* Job: Output the data exactly, with every line intact.

Point annotation records:
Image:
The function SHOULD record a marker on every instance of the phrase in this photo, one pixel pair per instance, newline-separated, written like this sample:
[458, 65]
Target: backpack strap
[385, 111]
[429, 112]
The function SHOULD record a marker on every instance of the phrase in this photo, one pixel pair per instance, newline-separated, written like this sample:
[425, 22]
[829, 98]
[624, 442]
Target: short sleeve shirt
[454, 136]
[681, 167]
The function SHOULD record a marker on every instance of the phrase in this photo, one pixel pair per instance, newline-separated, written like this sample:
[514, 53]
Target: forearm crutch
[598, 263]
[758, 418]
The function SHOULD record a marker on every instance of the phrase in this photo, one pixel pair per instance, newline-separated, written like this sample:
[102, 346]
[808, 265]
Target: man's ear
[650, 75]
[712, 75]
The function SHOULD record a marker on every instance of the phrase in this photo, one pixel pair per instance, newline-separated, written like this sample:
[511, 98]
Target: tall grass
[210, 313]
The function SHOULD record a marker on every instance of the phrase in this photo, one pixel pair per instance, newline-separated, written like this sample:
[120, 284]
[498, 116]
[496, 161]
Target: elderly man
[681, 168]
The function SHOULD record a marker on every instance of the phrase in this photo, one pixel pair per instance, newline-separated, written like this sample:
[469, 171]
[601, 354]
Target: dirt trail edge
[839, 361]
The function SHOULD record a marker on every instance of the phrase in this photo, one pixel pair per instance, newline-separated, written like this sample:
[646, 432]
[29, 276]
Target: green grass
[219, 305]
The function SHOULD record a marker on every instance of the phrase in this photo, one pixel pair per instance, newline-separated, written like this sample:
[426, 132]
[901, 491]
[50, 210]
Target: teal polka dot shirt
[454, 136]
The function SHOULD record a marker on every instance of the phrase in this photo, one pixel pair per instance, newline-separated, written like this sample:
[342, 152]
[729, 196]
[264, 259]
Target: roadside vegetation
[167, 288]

* Result below:
Image:
The function SHOULD record a marker on every instance of the phrase in this photo, one pixel pair per instance, newline-separated, written like this sample:
[458, 65]
Target: backpack strap
[385, 111]
[429, 112]
The function SHOULD record a marker on every instance of the phrase in this photo, one pixel pair per instance, newline-separated, written like this sample:
[425, 22]
[829, 98]
[624, 442]
Target: short sleeve shirt
[454, 136]
[681, 167]
The function SHOULD record a marker on every instance of the phrase in this photo, one pixel pair per instance, newline-separated, written like this sample:
[514, 53]
Target: forearm crutch
[598, 263]
[758, 418]
The function SHOULD record a marker on every instance of the phrase in this photo, one pixel pair per instance, newline-separated, written like this sample:
[102, 346]
[808, 265]
Target: man's ear
[650, 75]
[712, 75]
The function SHOULD record a marker on every instance of the phrase in this photo, one pixel pair per instance, newline-separated, written like this sample:
[511, 98]
Target: tall grass
[210, 313]
The function SHOULD record a marker on every instance of the phrase in this photo, one pixel pair per instance, newline-separated, written like this sample:
[120, 284]
[498, 116]
[496, 161]
Target: elderly man
[681, 168]
The function SHOULD record a marker on every instance of the phrase in this photo, one pixel pair per instance, newline-separated, written like this sample:
[469, 171]
[601, 354]
Target: dirt trail edge
[839, 361]
The function SHOULD record a marker on every instance of the phrase in this photo, one pixel pair per instance, newline-separated, written like this sample:
[646, 432]
[29, 276]
Target: green grass
[219, 305]
The function SHOULD record a marker on every instance of the phrase in this photo, one pixel pair per instance, newline-separated, written like this sample:
[426, 132]
[901, 491]
[50, 210]
Target: teal polka dot shirt
[454, 136]
The function SHOULD record a marker on every instance of the phrase in this photo, one pixel pair per instance, newline-separated, written like this sample:
[342, 152]
[729, 196]
[264, 259]
Target: roadside vegetation
[167, 288]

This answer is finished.